For the data that follows, state how many lines hold the string "downspout", giving the number by itself.

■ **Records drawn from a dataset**
'''
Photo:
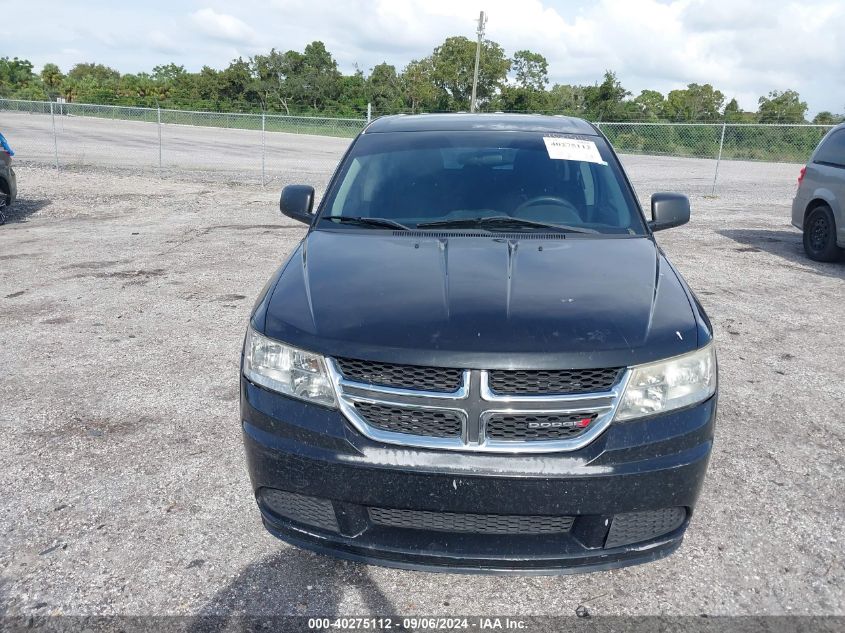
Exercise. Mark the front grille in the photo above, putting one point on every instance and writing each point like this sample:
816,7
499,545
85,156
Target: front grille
634,527
300,508
552,381
520,427
413,421
472,523
401,376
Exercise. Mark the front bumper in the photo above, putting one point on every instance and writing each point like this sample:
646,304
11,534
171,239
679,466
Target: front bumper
323,486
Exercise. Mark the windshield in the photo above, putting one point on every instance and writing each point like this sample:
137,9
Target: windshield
511,181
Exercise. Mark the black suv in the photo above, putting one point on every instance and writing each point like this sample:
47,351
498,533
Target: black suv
478,358
8,182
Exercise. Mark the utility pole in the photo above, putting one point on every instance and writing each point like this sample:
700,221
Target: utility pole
482,21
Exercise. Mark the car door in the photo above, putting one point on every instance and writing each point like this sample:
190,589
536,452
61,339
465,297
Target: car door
827,177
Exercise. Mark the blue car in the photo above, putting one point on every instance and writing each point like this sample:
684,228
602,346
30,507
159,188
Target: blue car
478,359
8,182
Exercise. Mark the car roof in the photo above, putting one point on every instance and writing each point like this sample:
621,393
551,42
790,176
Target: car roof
466,122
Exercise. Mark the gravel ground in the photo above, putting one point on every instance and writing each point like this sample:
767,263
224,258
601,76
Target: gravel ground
123,303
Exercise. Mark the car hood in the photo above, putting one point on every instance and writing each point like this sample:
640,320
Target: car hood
481,301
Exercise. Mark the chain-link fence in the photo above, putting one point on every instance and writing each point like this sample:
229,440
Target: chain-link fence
283,149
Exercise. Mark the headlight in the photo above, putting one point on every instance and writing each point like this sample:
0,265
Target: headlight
669,384
288,370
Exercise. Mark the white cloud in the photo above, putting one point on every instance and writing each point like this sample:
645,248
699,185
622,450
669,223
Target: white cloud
222,26
745,48
163,43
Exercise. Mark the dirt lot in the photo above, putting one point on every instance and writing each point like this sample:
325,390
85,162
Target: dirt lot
123,302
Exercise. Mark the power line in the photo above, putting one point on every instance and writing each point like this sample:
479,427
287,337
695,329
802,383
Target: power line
482,22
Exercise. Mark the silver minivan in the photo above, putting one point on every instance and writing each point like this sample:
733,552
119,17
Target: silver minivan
819,205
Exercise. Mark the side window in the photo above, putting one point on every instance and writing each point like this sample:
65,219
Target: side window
832,152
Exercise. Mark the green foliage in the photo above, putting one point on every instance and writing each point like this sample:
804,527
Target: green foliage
651,105
531,70
309,82
781,107
695,103
606,101
828,118
418,87
453,64
384,90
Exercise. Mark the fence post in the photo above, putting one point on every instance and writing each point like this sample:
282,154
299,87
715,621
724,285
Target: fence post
55,140
158,110
718,159
263,146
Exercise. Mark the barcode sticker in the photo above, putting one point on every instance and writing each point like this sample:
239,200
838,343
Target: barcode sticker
572,149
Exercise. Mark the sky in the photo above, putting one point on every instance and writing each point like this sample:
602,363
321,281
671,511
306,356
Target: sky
745,48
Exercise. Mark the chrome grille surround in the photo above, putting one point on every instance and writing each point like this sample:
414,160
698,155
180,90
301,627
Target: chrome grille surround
475,402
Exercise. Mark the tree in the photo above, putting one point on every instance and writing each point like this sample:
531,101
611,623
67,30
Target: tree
418,86
695,103
168,73
567,99
280,78
604,101
827,118
52,79
531,69
320,77
353,93
384,90
781,107
453,64
651,104
236,83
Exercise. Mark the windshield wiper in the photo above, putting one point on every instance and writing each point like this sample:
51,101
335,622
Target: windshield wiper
504,222
380,222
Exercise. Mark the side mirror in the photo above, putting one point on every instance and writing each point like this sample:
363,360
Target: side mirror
297,202
668,210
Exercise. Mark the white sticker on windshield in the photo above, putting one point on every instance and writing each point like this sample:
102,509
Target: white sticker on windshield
572,149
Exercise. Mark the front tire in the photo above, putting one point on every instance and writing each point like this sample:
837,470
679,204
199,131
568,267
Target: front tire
820,235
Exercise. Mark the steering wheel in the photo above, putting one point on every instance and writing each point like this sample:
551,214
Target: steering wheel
570,213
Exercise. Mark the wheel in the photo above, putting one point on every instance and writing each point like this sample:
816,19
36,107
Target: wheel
820,235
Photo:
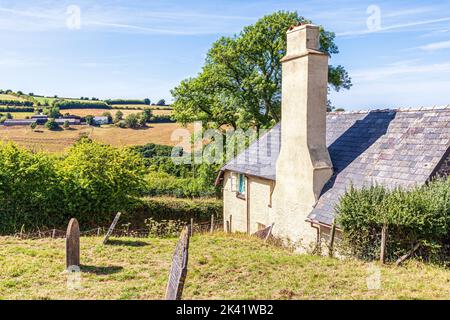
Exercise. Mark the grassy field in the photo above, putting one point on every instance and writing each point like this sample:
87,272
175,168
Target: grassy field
21,115
220,267
11,97
56,141
99,112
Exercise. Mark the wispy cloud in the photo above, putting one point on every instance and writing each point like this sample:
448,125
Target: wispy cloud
402,68
394,27
436,46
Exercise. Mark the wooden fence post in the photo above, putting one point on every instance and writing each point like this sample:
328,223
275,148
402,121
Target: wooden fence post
333,233
212,224
383,243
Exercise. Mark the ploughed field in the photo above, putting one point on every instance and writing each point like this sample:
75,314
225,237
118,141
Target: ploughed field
42,139
220,267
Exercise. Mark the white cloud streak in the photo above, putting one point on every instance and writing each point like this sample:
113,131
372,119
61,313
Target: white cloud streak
436,46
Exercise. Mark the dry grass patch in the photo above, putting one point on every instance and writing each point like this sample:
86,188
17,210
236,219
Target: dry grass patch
220,267
99,112
42,139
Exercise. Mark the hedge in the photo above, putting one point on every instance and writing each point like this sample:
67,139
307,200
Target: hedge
125,101
16,103
68,104
91,183
417,216
167,208
18,109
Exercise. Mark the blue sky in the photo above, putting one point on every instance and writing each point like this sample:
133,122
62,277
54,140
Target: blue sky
137,49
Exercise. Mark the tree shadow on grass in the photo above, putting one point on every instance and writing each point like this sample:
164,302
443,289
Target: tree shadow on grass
128,243
101,270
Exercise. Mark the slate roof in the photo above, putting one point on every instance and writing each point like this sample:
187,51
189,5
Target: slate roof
386,147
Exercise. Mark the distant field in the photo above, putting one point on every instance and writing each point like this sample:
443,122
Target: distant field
99,112
56,141
11,97
20,115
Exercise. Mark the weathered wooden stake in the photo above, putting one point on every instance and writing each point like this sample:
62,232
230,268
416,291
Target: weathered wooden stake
333,233
383,243
73,244
212,224
111,228
406,256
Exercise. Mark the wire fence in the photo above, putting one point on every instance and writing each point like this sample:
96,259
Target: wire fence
126,232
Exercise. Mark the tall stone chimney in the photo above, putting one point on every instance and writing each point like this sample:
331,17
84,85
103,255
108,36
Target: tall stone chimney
304,164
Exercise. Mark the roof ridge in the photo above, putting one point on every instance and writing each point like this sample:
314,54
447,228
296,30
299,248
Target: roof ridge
400,109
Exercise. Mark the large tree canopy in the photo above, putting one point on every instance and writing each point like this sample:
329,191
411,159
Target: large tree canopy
240,83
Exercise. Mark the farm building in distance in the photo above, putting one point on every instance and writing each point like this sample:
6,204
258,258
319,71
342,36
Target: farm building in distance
295,174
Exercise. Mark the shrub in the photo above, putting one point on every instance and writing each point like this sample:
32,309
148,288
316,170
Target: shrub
99,179
420,215
27,190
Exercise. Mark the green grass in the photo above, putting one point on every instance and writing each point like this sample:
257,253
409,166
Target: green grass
220,267
4,96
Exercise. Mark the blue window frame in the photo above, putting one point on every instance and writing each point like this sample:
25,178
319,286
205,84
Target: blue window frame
241,188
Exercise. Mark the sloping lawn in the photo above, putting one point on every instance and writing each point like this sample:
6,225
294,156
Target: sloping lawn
220,267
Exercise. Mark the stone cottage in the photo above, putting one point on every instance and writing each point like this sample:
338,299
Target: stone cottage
294,175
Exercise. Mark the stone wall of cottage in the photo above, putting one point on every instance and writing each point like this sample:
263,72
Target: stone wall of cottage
444,170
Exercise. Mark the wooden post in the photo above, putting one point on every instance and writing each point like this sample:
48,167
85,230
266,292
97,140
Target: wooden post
111,228
333,234
383,243
73,244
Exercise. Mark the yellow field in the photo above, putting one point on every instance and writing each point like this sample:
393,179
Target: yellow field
11,97
20,115
56,141
99,112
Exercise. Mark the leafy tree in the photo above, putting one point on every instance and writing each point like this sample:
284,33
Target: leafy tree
240,83
52,125
89,120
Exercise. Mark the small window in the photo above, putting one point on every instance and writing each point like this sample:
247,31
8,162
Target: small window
241,189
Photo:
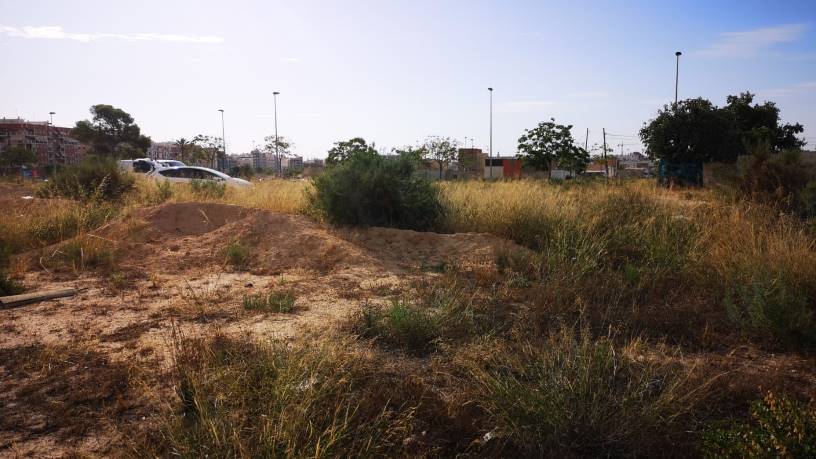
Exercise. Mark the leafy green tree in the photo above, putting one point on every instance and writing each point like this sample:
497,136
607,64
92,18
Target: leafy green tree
284,148
111,132
550,144
442,149
759,124
185,146
206,149
343,150
368,189
695,130
17,156
692,130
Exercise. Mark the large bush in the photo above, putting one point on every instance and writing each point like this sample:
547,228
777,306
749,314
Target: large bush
94,178
368,189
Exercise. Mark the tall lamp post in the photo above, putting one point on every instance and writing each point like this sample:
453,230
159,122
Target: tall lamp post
677,75
277,155
491,132
50,128
223,135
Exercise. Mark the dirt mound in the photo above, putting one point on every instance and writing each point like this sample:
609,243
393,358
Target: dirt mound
406,248
178,237
193,218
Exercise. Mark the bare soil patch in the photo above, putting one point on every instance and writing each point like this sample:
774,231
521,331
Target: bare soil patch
171,274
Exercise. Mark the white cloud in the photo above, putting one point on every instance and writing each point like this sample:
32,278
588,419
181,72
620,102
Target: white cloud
752,42
58,33
524,106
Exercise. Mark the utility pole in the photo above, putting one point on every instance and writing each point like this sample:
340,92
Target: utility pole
277,155
491,131
606,164
677,75
223,135
50,129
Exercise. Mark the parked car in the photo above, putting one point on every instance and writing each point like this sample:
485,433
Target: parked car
170,163
141,165
187,174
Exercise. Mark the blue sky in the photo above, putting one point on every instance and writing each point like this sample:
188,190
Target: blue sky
395,72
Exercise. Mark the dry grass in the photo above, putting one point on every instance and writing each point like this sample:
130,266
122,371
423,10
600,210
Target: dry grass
477,360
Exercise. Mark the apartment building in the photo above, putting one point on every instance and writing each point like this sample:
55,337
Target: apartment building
52,144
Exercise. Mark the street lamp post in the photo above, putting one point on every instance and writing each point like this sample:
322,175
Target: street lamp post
223,134
491,132
50,128
676,75
277,155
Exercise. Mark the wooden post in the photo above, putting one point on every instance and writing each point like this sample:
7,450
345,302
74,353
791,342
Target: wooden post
35,297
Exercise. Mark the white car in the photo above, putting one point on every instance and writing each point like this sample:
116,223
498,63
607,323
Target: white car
187,174
170,163
141,165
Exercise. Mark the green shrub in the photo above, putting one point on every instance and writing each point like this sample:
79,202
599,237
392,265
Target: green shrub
770,307
82,253
270,302
781,180
368,189
239,398
779,427
9,286
95,178
236,254
402,325
163,192
58,227
577,396
208,189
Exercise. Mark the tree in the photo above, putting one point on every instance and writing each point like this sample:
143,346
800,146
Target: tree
442,149
207,149
549,144
17,156
695,130
184,145
110,128
283,149
343,150
692,130
759,124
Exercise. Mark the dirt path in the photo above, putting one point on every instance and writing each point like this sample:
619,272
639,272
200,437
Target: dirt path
171,275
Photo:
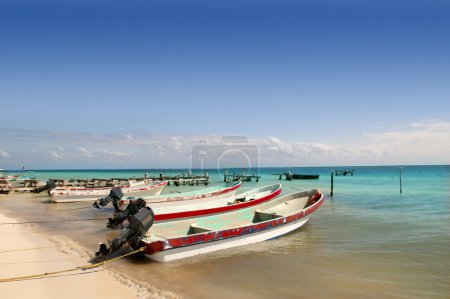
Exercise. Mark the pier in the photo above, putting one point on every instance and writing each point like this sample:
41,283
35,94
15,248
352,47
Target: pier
239,176
25,185
177,180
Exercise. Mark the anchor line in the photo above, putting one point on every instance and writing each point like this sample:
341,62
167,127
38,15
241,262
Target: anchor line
83,268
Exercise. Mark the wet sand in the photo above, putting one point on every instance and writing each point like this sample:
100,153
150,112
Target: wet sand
25,252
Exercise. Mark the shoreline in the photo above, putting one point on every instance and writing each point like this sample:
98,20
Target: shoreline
29,252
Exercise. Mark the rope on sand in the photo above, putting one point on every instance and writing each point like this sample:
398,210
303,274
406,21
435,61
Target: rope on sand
83,268
34,248
48,221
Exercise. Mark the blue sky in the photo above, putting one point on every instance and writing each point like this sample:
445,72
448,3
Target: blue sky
300,72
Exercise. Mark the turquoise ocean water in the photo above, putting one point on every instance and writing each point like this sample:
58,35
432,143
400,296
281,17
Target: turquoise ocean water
367,241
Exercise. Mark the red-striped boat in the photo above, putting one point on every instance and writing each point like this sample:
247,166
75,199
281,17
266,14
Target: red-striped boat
166,211
172,240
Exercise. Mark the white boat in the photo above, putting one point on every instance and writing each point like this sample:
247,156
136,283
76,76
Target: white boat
134,188
166,211
216,192
173,240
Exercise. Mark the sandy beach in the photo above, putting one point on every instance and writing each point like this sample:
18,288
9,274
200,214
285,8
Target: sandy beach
25,252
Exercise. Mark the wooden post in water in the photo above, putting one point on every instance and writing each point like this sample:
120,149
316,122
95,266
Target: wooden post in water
332,183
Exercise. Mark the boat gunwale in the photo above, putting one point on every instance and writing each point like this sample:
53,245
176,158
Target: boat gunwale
161,198
275,190
148,187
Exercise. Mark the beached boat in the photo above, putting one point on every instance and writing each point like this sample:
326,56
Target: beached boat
199,207
180,239
219,191
173,240
135,188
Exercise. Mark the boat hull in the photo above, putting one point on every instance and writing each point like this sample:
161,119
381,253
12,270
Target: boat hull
211,206
175,240
209,247
168,200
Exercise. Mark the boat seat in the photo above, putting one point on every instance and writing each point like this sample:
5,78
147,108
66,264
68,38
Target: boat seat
262,216
194,229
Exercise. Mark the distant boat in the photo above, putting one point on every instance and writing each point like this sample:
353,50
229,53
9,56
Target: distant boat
220,191
76,194
293,176
338,172
175,240
305,176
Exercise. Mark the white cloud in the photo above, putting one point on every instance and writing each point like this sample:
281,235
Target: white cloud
424,142
4,154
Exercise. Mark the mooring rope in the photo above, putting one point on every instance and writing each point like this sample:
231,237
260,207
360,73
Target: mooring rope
48,221
88,207
34,248
83,268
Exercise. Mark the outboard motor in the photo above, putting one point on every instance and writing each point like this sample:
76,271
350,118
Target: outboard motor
50,185
133,207
140,223
114,195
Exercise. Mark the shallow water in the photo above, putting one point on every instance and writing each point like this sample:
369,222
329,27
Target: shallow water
368,240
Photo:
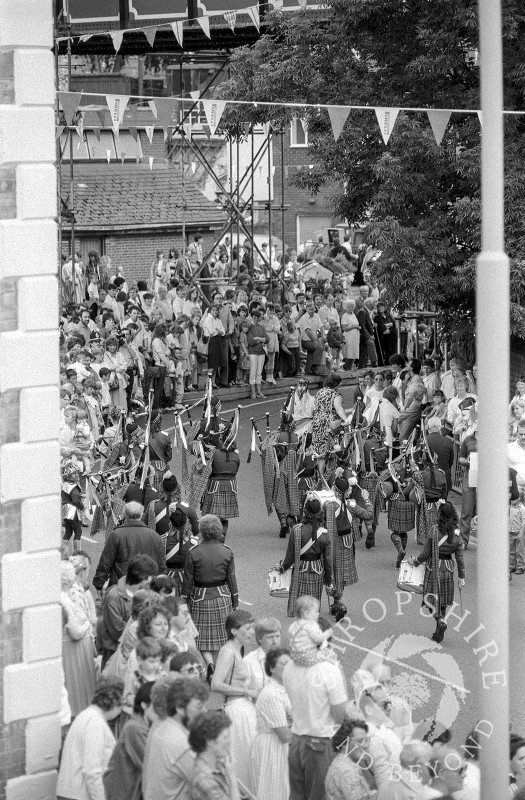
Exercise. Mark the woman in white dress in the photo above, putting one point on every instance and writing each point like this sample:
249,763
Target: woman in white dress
232,678
270,747
351,331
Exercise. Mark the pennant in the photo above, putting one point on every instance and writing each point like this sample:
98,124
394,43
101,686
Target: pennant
166,111
177,29
117,105
386,118
231,18
338,116
150,34
204,22
213,110
438,122
117,38
69,101
253,13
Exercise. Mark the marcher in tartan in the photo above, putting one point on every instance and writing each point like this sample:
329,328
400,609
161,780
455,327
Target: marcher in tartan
444,542
210,586
401,517
309,555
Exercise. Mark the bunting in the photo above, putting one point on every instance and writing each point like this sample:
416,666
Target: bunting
338,116
117,105
253,13
150,34
213,110
386,118
231,18
177,29
438,122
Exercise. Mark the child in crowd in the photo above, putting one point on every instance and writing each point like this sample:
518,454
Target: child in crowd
516,533
307,640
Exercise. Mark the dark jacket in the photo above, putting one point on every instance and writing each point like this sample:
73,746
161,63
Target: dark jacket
130,539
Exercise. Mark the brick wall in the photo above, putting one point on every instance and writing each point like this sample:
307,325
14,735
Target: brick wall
30,662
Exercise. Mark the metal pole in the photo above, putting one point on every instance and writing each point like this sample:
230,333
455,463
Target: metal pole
270,208
71,178
492,344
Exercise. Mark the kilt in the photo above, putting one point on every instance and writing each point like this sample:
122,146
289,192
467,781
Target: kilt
345,572
446,583
209,616
401,515
220,498
307,583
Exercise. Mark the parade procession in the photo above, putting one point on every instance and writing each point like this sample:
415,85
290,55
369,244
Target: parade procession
262,400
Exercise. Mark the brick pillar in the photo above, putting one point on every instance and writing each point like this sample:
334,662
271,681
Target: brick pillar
30,664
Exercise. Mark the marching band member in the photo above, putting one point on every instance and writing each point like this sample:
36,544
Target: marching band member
444,542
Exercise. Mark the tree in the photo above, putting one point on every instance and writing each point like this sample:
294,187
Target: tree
420,202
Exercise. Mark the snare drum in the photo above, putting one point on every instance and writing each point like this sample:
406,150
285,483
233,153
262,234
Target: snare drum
279,585
411,578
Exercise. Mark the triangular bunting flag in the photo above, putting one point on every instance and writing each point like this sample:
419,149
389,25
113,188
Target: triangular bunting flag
253,13
177,29
338,116
231,18
387,119
69,101
438,122
150,34
214,110
117,105
117,38
204,22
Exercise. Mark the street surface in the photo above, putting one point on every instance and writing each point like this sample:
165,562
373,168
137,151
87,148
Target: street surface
428,679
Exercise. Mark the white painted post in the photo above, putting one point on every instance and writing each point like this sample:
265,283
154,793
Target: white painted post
493,339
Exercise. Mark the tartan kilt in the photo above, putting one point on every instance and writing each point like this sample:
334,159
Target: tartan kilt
307,583
345,572
446,585
401,515
209,616
222,502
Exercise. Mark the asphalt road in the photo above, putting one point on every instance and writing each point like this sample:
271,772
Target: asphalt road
428,675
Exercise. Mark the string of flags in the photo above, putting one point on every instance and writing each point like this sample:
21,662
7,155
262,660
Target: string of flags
177,26
167,114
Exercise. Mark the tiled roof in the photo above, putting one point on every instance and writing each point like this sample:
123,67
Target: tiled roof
131,197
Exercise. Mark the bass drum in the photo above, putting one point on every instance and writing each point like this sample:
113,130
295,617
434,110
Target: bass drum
411,578
279,585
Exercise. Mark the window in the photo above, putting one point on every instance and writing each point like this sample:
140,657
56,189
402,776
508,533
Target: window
298,133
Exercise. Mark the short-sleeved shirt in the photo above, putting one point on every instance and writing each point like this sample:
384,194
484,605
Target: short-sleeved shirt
312,692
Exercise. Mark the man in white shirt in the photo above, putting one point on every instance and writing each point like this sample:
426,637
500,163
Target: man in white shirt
268,635
319,702
168,758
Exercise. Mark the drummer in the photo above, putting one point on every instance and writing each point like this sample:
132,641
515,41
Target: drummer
308,555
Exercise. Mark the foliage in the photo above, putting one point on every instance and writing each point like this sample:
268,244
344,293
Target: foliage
420,202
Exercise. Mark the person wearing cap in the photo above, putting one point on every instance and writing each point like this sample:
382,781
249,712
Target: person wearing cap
444,542
442,447
160,449
308,555
131,538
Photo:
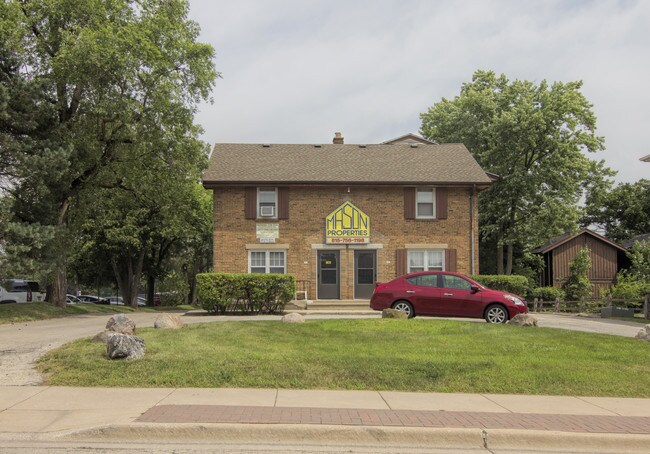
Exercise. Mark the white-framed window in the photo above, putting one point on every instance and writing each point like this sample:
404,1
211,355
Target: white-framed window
425,203
267,262
267,203
426,260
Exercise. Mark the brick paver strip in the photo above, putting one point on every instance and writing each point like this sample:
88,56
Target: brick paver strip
400,418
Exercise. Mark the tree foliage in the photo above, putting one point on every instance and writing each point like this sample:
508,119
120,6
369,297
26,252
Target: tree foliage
534,137
577,285
622,212
108,87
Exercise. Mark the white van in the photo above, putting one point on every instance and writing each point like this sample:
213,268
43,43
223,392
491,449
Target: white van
20,291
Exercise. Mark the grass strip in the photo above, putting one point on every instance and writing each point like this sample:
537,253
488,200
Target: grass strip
373,354
25,312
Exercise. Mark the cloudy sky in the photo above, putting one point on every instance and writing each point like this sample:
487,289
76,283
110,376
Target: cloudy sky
296,71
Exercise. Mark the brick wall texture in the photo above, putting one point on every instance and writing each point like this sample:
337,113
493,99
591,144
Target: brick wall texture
308,208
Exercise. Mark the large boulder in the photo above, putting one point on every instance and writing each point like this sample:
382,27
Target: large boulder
293,318
644,333
394,313
101,337
122,324
523,320
124,346
172,321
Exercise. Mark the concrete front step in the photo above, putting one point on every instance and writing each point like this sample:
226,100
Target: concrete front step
329,305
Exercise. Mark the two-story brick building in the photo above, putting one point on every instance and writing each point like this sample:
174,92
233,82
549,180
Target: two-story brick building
340,217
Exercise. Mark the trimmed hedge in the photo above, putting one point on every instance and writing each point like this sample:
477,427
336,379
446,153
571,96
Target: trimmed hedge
547,293
244,293
508,283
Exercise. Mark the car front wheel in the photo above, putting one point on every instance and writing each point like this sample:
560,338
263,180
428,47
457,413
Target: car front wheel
404,306
496,314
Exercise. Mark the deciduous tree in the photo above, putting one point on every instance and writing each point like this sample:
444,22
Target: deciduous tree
622,212
534,136
122,78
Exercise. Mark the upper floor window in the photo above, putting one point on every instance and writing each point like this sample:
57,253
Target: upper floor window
267,203
425,203
426,260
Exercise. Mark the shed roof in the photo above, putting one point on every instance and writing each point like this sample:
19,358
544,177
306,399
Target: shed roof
640,238
560,240
236,163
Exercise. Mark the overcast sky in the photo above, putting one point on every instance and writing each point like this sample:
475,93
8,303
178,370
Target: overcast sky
297,71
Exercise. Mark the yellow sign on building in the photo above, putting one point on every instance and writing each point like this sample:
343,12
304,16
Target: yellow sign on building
347,225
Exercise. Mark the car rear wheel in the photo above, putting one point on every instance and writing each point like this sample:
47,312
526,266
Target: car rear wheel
496,314
404,306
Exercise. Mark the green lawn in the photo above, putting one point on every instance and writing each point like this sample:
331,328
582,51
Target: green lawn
25,312
374,354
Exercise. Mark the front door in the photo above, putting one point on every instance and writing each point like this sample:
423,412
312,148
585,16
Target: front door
328,275
365,273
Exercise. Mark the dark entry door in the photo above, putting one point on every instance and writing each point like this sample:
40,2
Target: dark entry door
365,273
328,275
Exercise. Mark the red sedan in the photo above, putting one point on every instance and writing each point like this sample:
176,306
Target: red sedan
448,295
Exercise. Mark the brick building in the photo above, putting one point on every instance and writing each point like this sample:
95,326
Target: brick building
340,217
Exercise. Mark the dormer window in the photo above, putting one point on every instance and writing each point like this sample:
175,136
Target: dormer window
425,203
267,203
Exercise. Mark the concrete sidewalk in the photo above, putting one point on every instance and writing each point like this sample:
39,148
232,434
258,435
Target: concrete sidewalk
466,420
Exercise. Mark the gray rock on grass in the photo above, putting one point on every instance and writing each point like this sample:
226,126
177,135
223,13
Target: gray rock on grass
293,318
120,323
124,346
101,337
644,333
523,320
393,313
172,321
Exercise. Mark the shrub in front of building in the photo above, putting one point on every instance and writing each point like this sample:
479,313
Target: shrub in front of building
508,283
244,293
547,293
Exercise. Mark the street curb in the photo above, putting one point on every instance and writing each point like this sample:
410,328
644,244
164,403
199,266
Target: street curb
458,438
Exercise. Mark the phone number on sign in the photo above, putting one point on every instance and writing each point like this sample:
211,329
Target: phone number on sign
348,240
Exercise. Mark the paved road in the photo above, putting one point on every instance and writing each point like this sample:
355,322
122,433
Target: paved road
22,343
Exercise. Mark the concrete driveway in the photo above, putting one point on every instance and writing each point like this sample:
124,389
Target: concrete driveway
22,343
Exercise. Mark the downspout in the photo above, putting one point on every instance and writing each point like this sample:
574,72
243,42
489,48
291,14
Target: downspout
'''
■ **WRITTEN SOLUTION**
2